> Trecho fornecido
<<<<

Publicado originalmente na fanpage do autor no Facebook
POR AFRÂNIO SILVA JARDIM, professor associado de Direito Processual Penal da UERJ
O ato institucional n.5, de 13 de dezembro de 1968, deu “poderes imperiais” aos generais que assumiam a Presidência da República, sempre através de eleições indiretas.
Após tirar o presidente constitucional de nosso país, João Goulart, através de um golpe militar, o grupo que assumiu o poder político restou desgastado perante a opinião pública, bem como estava fragilizado em razão de disputas internas no âmbito das Forças Armadas. A reação da chamada sociedade civil à ditadura militar estava crescendo, mormente através do aguerrido movimento estudantil.
Em razão de vários outros percalços, alguns usados como meros pretextos, o general Costa e Silva, presidente eleito por um congresso mutilado e composto por apenas dois partidos políticos, criados pelo próprio governo autoritário, assinou e publicou um ato “supra constitucional”, através do qual assumia poderes ditatoriais e incontroláveis, fechando as casas legislativas, cassando mandatos populares, aposentando compulsoriamente ministros do Supremo Tribunal Federal e diversos outros atos de truculência, conforme se vê do chamado Ato Institucional n.5, de 13 de dezembro de 1968.
Gostaria de salientar aqui que esta norma ditatorial, imposta pela força à sociedade brasileira, afastou expressamente o Habeas Corpus nas hipóteses de alegação de prática de crimes políticos, contra a segurança nacional, a ordem econômica e social e a economia popular, (artigo 10).

>>>>

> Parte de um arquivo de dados
<<<<

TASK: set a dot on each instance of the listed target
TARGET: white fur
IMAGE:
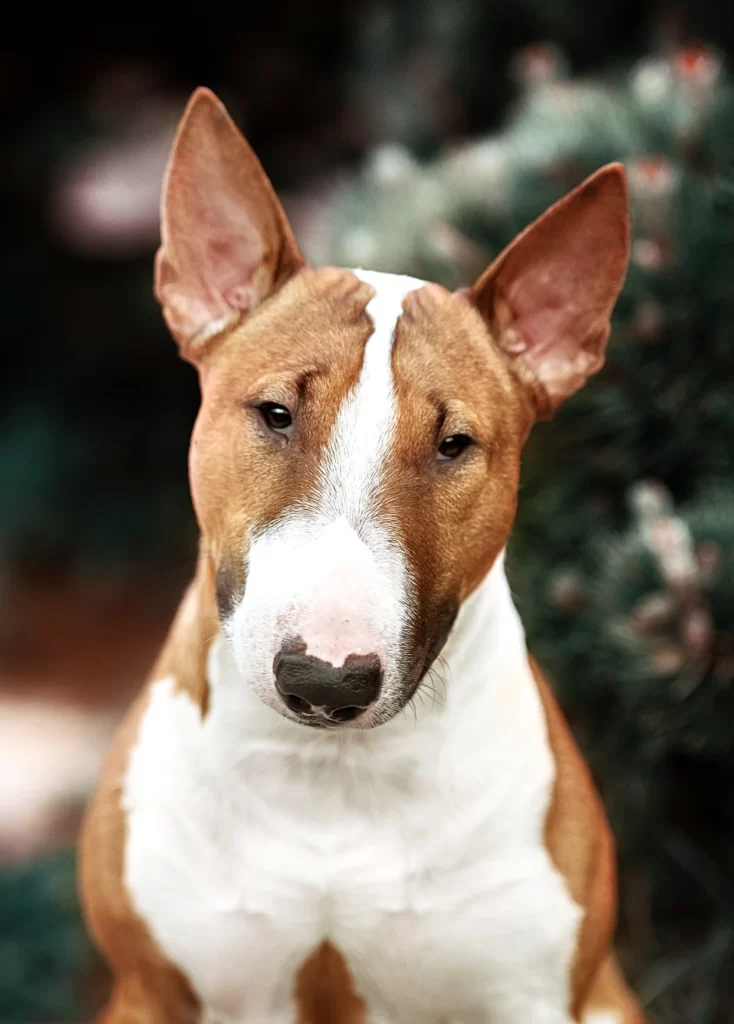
(417, 848)
(330, 571)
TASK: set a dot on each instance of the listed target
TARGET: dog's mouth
(388, 705)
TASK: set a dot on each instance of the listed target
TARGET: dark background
(96, 534)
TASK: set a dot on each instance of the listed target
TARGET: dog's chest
(416, 850)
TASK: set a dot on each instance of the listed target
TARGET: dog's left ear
(548, 297)
(225, 242)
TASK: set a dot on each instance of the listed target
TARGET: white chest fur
(416, 848)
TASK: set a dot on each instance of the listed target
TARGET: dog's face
(354, 465)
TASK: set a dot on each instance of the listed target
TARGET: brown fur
(463, 364)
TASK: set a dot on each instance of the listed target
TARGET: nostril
(297, 705)
(344, 714)
(309, 686)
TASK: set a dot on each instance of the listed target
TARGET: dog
(347, 795)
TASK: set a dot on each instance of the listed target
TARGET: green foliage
(44, 951)
(622, 557)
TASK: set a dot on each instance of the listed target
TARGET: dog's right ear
(225, 243)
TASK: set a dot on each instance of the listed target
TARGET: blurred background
(411, 136)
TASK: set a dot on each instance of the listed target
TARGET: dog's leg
(610, 999)
(150, 997)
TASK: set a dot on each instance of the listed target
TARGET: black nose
(311, 687)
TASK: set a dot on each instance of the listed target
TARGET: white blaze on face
(330, 571)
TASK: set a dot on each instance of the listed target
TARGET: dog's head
(354, 465)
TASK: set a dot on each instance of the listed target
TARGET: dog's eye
(275, 417)
(451, 448)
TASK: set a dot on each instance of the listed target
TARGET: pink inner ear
(225, 241)
(550, 294)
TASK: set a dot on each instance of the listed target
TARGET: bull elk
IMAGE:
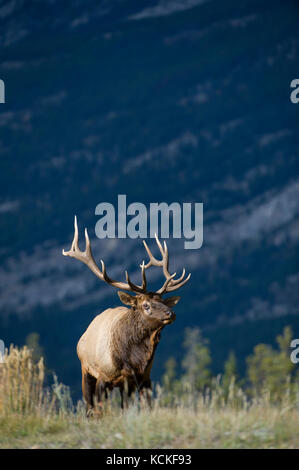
(118, 347)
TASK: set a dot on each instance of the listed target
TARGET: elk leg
(126, 391)
(145, 392)
(88, 390)
(101, 391)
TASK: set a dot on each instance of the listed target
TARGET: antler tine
(170, 284)
(87, 258)
(171, 287)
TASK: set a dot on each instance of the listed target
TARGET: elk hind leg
(88, 390)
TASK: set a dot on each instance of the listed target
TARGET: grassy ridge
(34, 417)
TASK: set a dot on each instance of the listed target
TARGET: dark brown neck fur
(134, 342)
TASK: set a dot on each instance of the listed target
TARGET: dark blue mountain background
(169, 100)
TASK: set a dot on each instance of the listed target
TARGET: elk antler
(170, 284)
(87, 258)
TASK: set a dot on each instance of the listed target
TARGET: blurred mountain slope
(161, 101)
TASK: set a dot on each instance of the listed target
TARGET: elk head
(154, 309)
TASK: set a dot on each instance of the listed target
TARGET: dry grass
(31, 417)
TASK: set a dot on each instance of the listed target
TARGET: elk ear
(126, 299)
(171, 301)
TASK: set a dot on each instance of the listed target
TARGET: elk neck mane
(134, 342)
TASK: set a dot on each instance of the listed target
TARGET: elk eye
(146, 306)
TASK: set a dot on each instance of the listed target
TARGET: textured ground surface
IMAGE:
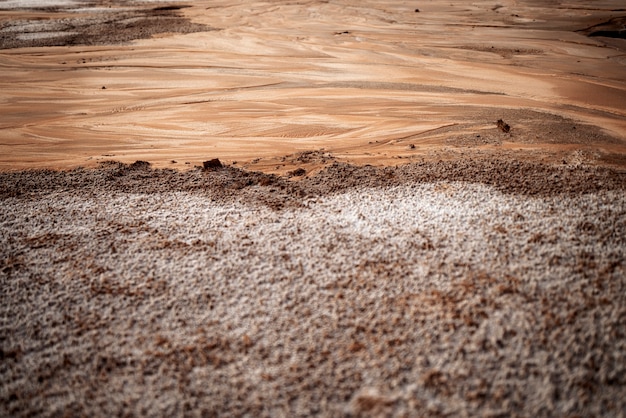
(471, 270)
(370, 81)
(476, 288)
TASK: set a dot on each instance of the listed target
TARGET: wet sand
(254, 83)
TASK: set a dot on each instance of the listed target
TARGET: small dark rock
(504, 127)
(212, 164)
(140, 165)
(297, 172)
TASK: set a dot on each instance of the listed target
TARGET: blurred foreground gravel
(416, 291)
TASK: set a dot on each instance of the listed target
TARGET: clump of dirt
(113, 26)
(503, 126)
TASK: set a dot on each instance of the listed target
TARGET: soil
(229, 208)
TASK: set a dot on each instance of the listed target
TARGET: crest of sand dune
(258, 84)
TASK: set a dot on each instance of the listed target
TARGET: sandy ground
(475, 288)
(253, 83)
(374, 245)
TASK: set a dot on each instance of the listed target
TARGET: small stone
(504, 127)
(212, 164)
(297, 172)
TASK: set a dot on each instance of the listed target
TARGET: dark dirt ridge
(507, 176)
(113, 27)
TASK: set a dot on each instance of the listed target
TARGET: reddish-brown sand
(256, 83)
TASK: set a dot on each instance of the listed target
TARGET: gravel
(465, 289)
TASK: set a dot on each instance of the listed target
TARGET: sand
(375, 243)
(372, 82)
(476, 288)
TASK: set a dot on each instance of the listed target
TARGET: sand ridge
(264, 81)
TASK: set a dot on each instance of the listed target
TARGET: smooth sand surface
(427, 262)
(256, 82)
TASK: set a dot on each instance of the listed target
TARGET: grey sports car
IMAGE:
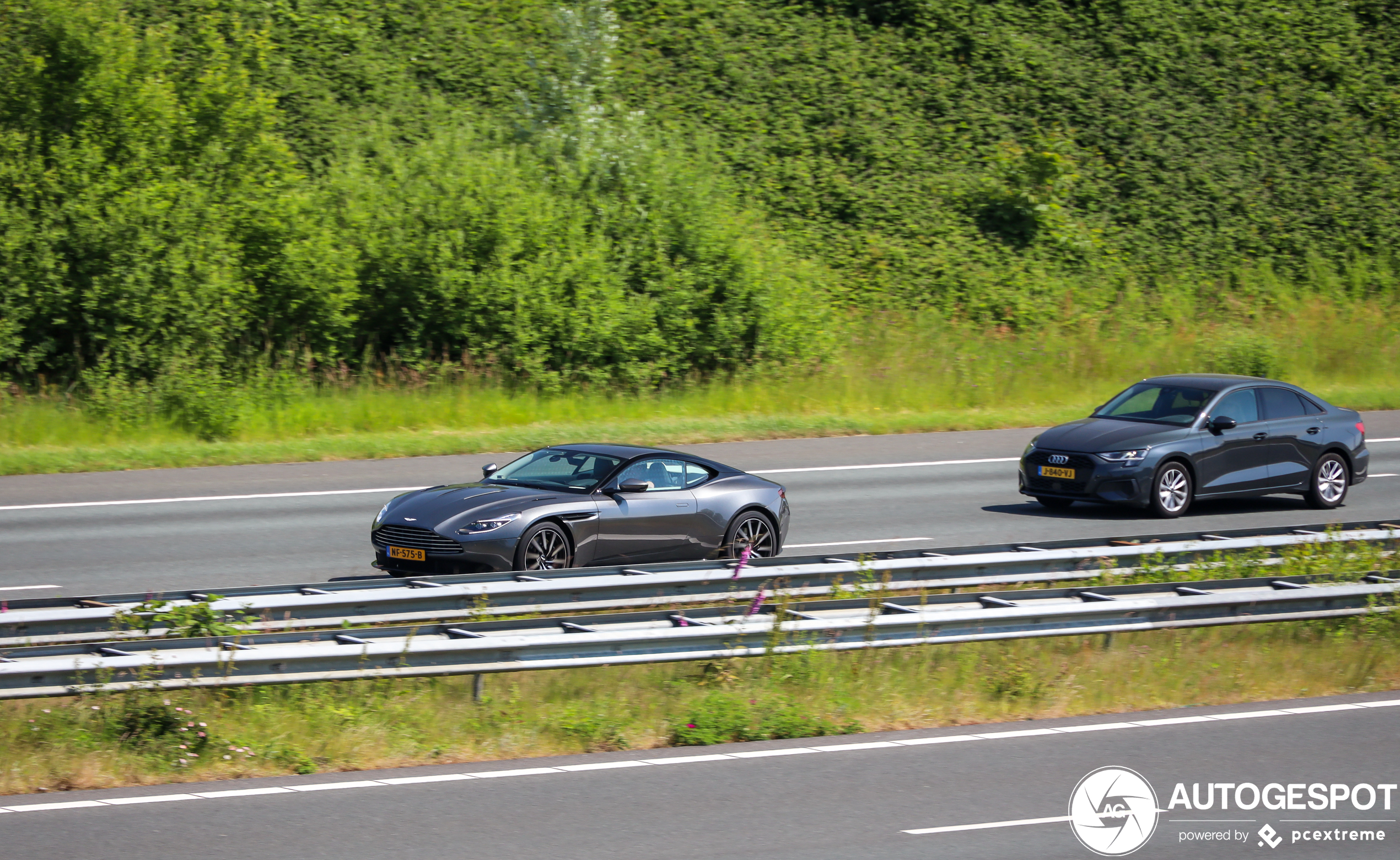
(573, 506)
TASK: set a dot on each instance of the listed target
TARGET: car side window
(1240, 405)
(1280, 402)
(696, 474)
(660, 474)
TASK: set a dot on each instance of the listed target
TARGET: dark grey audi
(573, 506)
(1170, 440)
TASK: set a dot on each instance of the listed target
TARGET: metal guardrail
(590, 589)
(503, 646)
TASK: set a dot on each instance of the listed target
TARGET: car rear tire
(543, 547)
(751, 529)
(1172, 489)
(1328, 486)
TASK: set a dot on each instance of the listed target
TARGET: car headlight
(485, 526)
(1134, 456)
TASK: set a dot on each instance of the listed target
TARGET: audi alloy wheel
(1171, 491)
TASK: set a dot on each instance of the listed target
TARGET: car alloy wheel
(753, 531)
(1172, 491)
(546, 550)
(1329, 485)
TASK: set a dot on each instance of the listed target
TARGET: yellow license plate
(408, 555)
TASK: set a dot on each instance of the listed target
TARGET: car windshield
(558, 470)
(1157, 402)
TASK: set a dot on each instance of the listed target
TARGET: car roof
(1213, 381)
(632, 452)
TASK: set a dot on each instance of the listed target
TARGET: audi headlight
(1134, 456)
(485, 526)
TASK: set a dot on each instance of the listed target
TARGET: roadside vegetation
(240, 232)
(147, 737)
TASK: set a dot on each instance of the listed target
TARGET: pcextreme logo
(1113, 811)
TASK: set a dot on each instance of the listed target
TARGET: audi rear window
(1158, 404)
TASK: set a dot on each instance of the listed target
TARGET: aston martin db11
(1170, 440)
(574, 506)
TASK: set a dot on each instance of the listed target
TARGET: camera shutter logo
(1113, 811)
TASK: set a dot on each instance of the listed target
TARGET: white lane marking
(987, 825)
(844, 747)
(717, 757)
(686, 760)
(895, 465)
(521, 772)
(366, 783)
(604, 765)
(149, 799)
(40, 807)
(852, 542)
(244, 792)
(1097, 727)
(411, 781)
(27, 508)
(768, 752)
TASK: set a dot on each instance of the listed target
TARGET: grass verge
(893, 374)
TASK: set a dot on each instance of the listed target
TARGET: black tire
(543, 547)
(751, 529)
(1172, 489)
(1328, 483)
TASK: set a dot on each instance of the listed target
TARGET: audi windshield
(1158, 404)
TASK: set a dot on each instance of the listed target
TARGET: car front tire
(543, 547)
(1328, 486)
(1172, 491)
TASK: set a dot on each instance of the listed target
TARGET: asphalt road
(187, 545)
(843, 799)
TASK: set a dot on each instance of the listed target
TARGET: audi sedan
(1170, 440)
(573, 506)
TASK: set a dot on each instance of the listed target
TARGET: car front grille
(1081, 464)
(413, 537)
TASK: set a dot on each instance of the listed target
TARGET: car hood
(1101, 434)
(468, 502)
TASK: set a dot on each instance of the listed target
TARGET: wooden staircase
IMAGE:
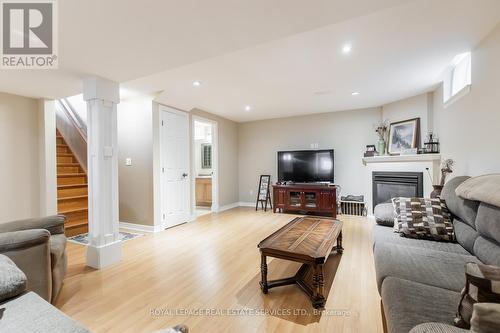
(72, 191)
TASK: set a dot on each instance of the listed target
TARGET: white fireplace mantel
(402, 158)
(428, 164)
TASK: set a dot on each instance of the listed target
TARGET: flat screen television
(306, 166)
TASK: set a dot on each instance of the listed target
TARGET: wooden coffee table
(308, 240)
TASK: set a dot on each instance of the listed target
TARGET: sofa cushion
(423, 218)
(485, 318)
(465, 209)
(465, 234)
(384, 214)
(485, 188)
(42, 316)
(487, 251)
(482, 286)
(57, 248)
(387, 235)
(12, 279)
(408, 304)
(434, 268)
(488, 222)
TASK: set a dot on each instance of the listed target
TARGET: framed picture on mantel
(404, 135)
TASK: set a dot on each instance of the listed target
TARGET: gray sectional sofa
(38, 247)
(420, 280)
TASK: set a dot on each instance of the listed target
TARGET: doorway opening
(174, 167)
(204, 148)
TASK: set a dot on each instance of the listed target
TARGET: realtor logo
(28, 34)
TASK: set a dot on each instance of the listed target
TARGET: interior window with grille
(206, 156)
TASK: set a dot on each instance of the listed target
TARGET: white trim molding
(228, 207)
(141, 227)
(246, 204)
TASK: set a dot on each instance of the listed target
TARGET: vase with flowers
(382, 131)
(446, 169)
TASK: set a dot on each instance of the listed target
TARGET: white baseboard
(141, 227)
(227, 207)
(246, 204)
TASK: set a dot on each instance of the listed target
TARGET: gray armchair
(38, 247)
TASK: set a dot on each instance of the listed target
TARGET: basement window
(457, 79)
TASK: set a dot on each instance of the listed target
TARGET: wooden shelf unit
(317, 198)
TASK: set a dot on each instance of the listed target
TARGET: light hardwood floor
(213, 263)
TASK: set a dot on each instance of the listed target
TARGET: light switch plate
(108, 151)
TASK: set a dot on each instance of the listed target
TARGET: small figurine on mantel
(446, 169)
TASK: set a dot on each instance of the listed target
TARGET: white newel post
(102, 97)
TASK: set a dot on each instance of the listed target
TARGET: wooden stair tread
(74, 224)
(72, 210)
(71, 185)
(73, 197)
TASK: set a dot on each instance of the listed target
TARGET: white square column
(102, 97)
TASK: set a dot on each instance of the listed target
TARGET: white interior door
(175, 167)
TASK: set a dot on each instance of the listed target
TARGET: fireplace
(388, 185)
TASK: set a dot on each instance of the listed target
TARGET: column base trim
(103, 256)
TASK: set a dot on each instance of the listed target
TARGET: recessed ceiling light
(346, 48)
(323, 92)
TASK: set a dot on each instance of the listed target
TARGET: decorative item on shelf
(353, 205)
(370, 151)
(404, 135)
(446, 168)
(431, 146)
(382, 130)
(264, 194)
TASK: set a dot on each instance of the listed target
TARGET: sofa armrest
(437, 328)
(54, 224)
(30, 251)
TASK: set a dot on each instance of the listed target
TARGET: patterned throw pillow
(423, 218)
(482, 285)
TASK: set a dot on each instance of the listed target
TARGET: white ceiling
(272, 55)
(127, 39)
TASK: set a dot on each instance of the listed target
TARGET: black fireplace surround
(388, 185)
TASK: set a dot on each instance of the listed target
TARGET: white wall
(347, 132)
(469, 129)
(419, 106)
(135, 141)
(19, 158)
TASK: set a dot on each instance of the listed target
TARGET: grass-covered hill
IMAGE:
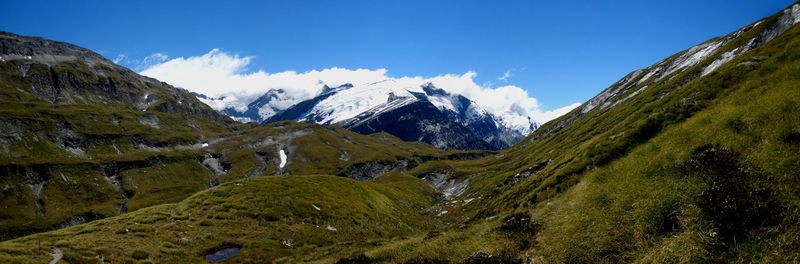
(83, 139)
(695, 159)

>>>>

> Objetivos
(1) De acordo com o trecho fornecido, em que data foi editado o Ato Institucional n.5?
(2) Edite o trecho fornecido começando pelas palavras "Gostaria de salientar" e parando depois de "popular, (artigo 10).", com "norma ditatorial" trocado por "norma autoritária".

> Soluções das tarefas
(1) Em 13 de dezembro de 1968.

(2)
Gostaria de salientar aqui que esta norma autoritária, imposta pela força à sociedade brasileira, afastou expressamente o Habeas Corpus nas hipóteses de alegação de prática de crimes políticos, contra a segurança nacional, a ordem econômica e social e a economia popular, (artigo 10).